Хор запнулся на рефрене «Грянем", братцы, удалую!.. Княжну утопили...». Посудачили. Обменялись новостями. Примеров лег отдыхать. Куликов и Рубцов удалились куда-то. Часам к одиннадцати вечера открывает дверь Рубцов: — Валь, включи свет!.. Поднимаюсь. Включаю: — Ложись, Коля! Коля серьезно интересуется: — А кто вон тот, на диване?
Отвечаю, мол, Борис Примеров. Рубцов разобиженно вскрикивает:
— Не лягу спать я рядом с этим пьяницей! Но раздевается. Ложится. Утром увеличиваем вчерашние «концерты», хохочем, радуемся молодости, простому солнечному дню. Ведь не был же никогда Примеров пьяницей. Не был никогда и Рубцов неуправляемо привередливым среди друзей. А что это? Это — мелкая проделка поэтов. Это то, чем отличаются несерьезные поэты от серьезных чиновников.
Разумеется, поэт Николай Рубцов мог и поколючее покуролесить, уставая от безденежья, от клановости газет и журналов, от «волчьего» круга, по коему гонят у нас молодых литераторов до тех пор, пока они не восстанут или не погибнут. Погиб Дмитрий Блынский. Погиб Николай Анциферов. Погиб Иван Харабаров. Погиб Вячеслав Богданов. Им легче — похоронили. А сколько их спилось, сгасло в кошмарах и нищете?
Смерть Николая Гумилева, Александра Блока, Сергея Есенина, Владимира Маяковского, Николая Клюева, Павла Васильева, Бориса Корнилова, Дмитрия Кедрина, Павла Шубина, Алексея Недогонова — невыносимость социального мрака, подозрительность и нетерпимость вельмож, необъективность и ревностная жестокость исполнителей гнусных сатраповских приказов и повелеваний.
Нельзя облыжно чернить прошлое, нельзя. Чернить годы подъема? Чернить годы романтики? Чернить поколения, прочные целью и здоровьем? Но что-то нас заставляет содрогаться...

- [Поставленная задача 1]
Определите по фрагменту воспоминаний о Николае Рубцове, верны ли утверждения: (a) Рубцов вернулся около одиннадцати вечера; (b) Рубцов в ту ночь так и не лег спать; (c) Примеров был пьяницей. Для каждого дайте ответ «да» или «нет» и приведите решающие слова из фрагмента дословно.
- [Поставленная задача 2]
Перескажите абзац фрагмента воспоминаний о Николае Рубцове, начинающийся словами «Разумеется, поэт Николай Рубцов», в виде краткого списка, сохранив основные факты.
- [Поставленная задача 3]
Измените фрагмент воспоминаний о Николае Рубцове от «Нельзя облыжно чернить» до «нас заставляет содрогаться...», заменив «прошлое» на «былое».

- [Исходные записи]
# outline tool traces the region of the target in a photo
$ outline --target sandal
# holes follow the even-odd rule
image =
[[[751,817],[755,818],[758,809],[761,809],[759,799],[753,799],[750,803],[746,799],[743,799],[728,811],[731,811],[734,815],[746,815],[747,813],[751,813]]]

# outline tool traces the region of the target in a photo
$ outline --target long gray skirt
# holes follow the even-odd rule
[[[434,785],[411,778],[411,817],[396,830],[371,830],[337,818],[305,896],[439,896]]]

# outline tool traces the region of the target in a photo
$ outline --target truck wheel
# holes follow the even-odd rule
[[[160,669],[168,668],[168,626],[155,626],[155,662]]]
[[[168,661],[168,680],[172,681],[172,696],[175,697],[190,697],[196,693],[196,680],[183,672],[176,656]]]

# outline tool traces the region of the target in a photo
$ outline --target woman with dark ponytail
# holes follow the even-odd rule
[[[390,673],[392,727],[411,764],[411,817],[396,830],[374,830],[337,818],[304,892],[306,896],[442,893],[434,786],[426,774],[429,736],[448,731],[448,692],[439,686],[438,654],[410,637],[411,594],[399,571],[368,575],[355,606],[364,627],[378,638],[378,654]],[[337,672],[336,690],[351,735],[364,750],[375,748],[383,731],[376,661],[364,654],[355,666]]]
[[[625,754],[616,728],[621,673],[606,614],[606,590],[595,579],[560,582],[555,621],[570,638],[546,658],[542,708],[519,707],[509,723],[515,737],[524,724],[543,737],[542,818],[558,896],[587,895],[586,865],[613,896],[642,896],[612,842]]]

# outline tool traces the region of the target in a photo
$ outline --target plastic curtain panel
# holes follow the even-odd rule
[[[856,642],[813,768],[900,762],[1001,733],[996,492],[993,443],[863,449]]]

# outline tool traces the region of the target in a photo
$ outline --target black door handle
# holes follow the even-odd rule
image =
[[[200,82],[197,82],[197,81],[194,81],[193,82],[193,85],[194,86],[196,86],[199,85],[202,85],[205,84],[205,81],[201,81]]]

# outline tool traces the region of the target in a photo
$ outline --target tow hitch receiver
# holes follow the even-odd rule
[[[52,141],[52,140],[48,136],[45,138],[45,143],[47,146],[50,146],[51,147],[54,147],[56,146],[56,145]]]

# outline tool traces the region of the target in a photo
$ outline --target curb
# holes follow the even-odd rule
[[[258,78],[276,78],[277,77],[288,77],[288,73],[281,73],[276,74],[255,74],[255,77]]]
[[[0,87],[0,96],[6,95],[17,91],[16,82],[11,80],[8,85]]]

- [Полный ответ 1]
(a) Да: «Часам к одиннадцати вечера открывает дверь Рубцов».
(b) Нет: «Но раздевается. Ложится.»
(c) Нет: «Ведь не был же никогда Примеров пьяницей.»

- [Полный ответ 2]
- Николай Рубцов мог покуролесить и поколючее.
- Причины: усталость от безденежья, от клановости газет и журналов, от «волчьего» круга, по которому гонят молодых литераторов, пока они не восстанут или не погибнут.
- Погибли Дмитрий Блынский, Николай Анциферов, Иван Харабаров, Вячеслав Богданов.
- Многие другие спились и сгасли в кошмарах и нищете.

- [Полный ответ 3]
Нельзя облыжно чернить былое, нельзя. Чернить годы подъема? Чернить годы романтики? Чернить поколения, прочные целью и здоровьем? Но что-то нас заставляет содрогаться...